Task brief: Every line from the one containing "Target: mulch play area" through the end of the data is to be copied exactly, and nothing outside that range.

Stored data:
-*-*-
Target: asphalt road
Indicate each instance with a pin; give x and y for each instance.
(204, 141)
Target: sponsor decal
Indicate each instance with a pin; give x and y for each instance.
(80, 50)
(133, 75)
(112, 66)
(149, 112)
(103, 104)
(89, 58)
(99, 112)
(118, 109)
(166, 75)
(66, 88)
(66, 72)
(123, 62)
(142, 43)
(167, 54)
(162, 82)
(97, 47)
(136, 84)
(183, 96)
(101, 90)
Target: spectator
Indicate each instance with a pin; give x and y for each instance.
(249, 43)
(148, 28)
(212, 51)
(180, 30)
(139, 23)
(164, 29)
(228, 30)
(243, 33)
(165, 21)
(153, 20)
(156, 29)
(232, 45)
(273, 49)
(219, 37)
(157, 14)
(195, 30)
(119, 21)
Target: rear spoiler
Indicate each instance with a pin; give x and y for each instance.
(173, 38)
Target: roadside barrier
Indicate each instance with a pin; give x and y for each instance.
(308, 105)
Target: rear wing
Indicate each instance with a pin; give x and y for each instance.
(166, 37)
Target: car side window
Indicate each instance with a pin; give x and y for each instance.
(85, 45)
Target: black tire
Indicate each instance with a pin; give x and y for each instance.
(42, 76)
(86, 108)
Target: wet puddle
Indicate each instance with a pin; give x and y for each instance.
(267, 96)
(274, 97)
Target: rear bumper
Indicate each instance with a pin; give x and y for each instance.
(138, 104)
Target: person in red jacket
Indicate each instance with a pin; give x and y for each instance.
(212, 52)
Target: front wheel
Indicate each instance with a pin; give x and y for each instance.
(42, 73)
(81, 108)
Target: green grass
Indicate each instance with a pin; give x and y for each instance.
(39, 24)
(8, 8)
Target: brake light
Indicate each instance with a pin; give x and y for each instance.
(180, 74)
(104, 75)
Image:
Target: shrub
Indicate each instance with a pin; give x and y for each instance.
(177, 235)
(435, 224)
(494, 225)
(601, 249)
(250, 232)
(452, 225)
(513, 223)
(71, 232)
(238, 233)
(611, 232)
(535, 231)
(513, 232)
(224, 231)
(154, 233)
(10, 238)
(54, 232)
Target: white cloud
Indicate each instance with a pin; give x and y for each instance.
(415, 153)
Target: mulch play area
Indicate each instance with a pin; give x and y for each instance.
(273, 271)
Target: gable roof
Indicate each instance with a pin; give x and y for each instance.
-*-*-
Exercise solution:
Target: mulch play area
Indicate each instance with a pin; give x and y for each instance.
(273, 271)
Target: gable roof
Indicate each instance with a pin; give x and y for each instance.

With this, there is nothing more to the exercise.